§ **Instructions for the task**: The entries below should appear again in your reply, word for word.

§ **Entries supplied**:

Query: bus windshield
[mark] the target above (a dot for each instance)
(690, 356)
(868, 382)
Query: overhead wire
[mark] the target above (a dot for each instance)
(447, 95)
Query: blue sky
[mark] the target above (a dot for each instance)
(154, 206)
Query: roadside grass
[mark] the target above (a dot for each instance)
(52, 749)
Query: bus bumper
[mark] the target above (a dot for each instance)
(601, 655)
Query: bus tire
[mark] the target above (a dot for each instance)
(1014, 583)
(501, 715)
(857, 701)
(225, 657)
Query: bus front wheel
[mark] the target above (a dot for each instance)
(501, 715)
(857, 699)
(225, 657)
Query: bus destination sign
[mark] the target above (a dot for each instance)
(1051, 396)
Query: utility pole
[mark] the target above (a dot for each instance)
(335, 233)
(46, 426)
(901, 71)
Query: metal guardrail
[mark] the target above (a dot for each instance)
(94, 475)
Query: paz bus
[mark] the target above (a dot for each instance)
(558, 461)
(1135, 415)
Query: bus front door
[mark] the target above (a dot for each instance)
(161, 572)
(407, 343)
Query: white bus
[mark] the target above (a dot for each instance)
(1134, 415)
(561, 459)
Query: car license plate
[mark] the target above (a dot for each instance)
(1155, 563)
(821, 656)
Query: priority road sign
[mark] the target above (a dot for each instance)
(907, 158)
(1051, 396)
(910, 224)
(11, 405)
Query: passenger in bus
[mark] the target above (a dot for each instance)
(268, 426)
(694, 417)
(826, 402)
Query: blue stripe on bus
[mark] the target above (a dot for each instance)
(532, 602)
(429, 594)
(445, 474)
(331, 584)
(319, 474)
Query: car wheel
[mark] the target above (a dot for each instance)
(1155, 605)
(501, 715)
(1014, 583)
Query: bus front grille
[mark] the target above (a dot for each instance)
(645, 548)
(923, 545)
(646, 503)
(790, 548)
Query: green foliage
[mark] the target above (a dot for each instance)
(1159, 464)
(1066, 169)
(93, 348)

§ **Result**:
Query: bus windshield
[mark] the target above (a dot for each instance)
(690, 356)
(868, 382)
Query: overhead wire
[mark] the target above (a dot for each instance)
(447, 95)
Query: blue sky
[mark] the target above (a dot for each instance)
(154, 206)
Query: roadside grass
[mark] the target above (a dot for each instance)
(52, 749)
Query: bus bumper
[mark] the target above (a dot for each instance)
(601, 655)
Query: bus tire
[mark] the target above (a dot for each instance)
(1014, 583)
(501, 715)
(857, 701)
(225, 657)
Query: bus front wheel
[mark] the target above (a dot for each instance)
(501, 715)
(857, 699)
(225, 657)
Query: bus destination sign
[mark] the target above (a dot for each instance)
(1051, 396)
Query: utility pole
[mark] the target above (a dot for each instance)
(335, 233)
(46, 426)
(901, 71)
Query: metal guardrail
[mark] the target above (a dot for each instance)
(94, 475)
Query: paz bus
[mark] the target above (a dot for each instance)
(558, 461)
(1135, 415)
Query: bus front door
[mark] the target above (a dot for each instance)
(161, 572)
(407, 343)
Query: white bus
[mark] the target above (a dot for each instance)
(1134, 415)
(561, 459)
Query: car license plate
[mark] the target above (a dot for each instance)
(1155, 563)
(821, 656)
Query: priority road sign
[mark] the target above (a dot for each instance)
(907, 158)
(1051, 396)
(910, 224)
(11, 405)
Query: passenger in bus
[mark] the target above (a dot for each instance)
(268, 426)
(694, 417)
(826, 402)
Query: blue stripe on bus
[mark] the target above (a dot for each instance)
(532, 602)
(429, 594)
(445, 474)
(331, 584)
(319, 474)
Query: car wheel
[mark] the target above (a dot for each instance)
(1155, 605)
(501, 715)
(1014, 583)
Query: bus front grille
[mark] the target above (a dot for each instance)
(645, 548)
(923, 545)
(646, 503)
(790, 548)
Query: green foliage
[mark] the target above (a dot for each instance)
(1159, 464)
(1066, 169)
(93, 348)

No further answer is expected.